» Text passage:
────────────────

[Bioclusters] info needed about network filesystem to use in cluster programming

Thu Jun 9 17:58:07 EDT 2005

On 9 Jun 2005, at 08:25, Michael James wrote:

> Too true, we find that when sending many blast jobs
>  to the cluster 10 nodes are enough to flatten an NFS server.
>
> At present we copy the blast databases out
>  into a 30Gig partition on each node.
>
> With the databases growing in size and number,
>  we have reached the limits of this approach.
>
> An NFS client implementation with caching
>  would give us good performance,
>  virtually infinite database space (30 Gig is a lot of cache)
>  and save me the bother of copying
>  the updated DBs out each week.

Caching works if you have right control over the code, and can ensure  
it's written to reuse databases as much as possible; i.e.:

foreach database {
   foreach sequence {
     blast
   }
}

Unfortunately my experience is that most bioinformaticians think of  
their analyses in terms of the query sequences, rather than the  
databases, and do:

foreach sequence {
   foreach database {
     blast
   }
}

If *all* the databases in the analysis can fit in your cache, this is  
OK, otherwise it's a disaster, and your cache is of no benefit.

> I haven't found the answer yet.
> I want to write a reiser4 plug-in to implement it
>  but can't get the reiser4 that SuSE supply to accept files yet.
>
> Any suggestions?

GPFS is good, but proprietary, and we use it extensively here.  Each  
chassis of 14 blades (28 CPUs) spreads a GPFS filesystem over all 14  
machines, providing about 600 GB of space for blastable databases.   
Performance is actually slightly better than local disk (because  
there are three copies of the data within the filesystem, and GPFS  
uses all three paths to the data simultaneously)

Lustre is open source, and shows much promise, but we haven't  
deployed it in production yet.

Tim

────────────────

» Data extract:

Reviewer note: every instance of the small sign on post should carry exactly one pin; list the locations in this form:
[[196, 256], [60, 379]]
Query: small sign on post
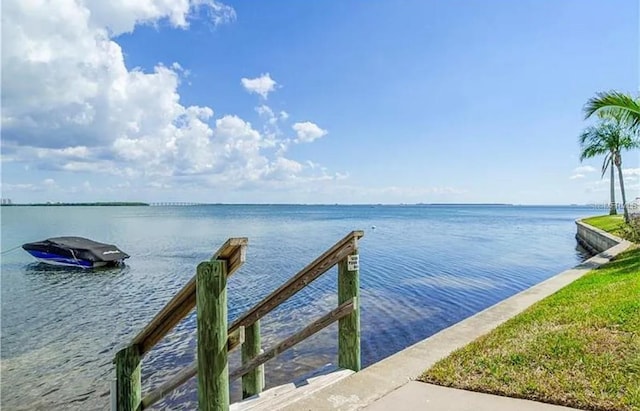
[[353, 262]]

────────────────

» Work to do: Rewrite the filesystem thread from the words "Thu Jun 9 17:58:07" through the words "on each node.", replacing "partition" with "volume". Ignore the listing when doing this.

» Solution to this task:
Thu Jun 9 17:58:07 EDT 2005

On 9 Jun 2005, at 08:25, Michael James wrote:

> Too true, we find that when sending many blast jobs
>  to the cluster 10 nodes are enough to flatten an NFS server.
>
> At present we copy the blast databases out
>  into a 30Gig volume on each node.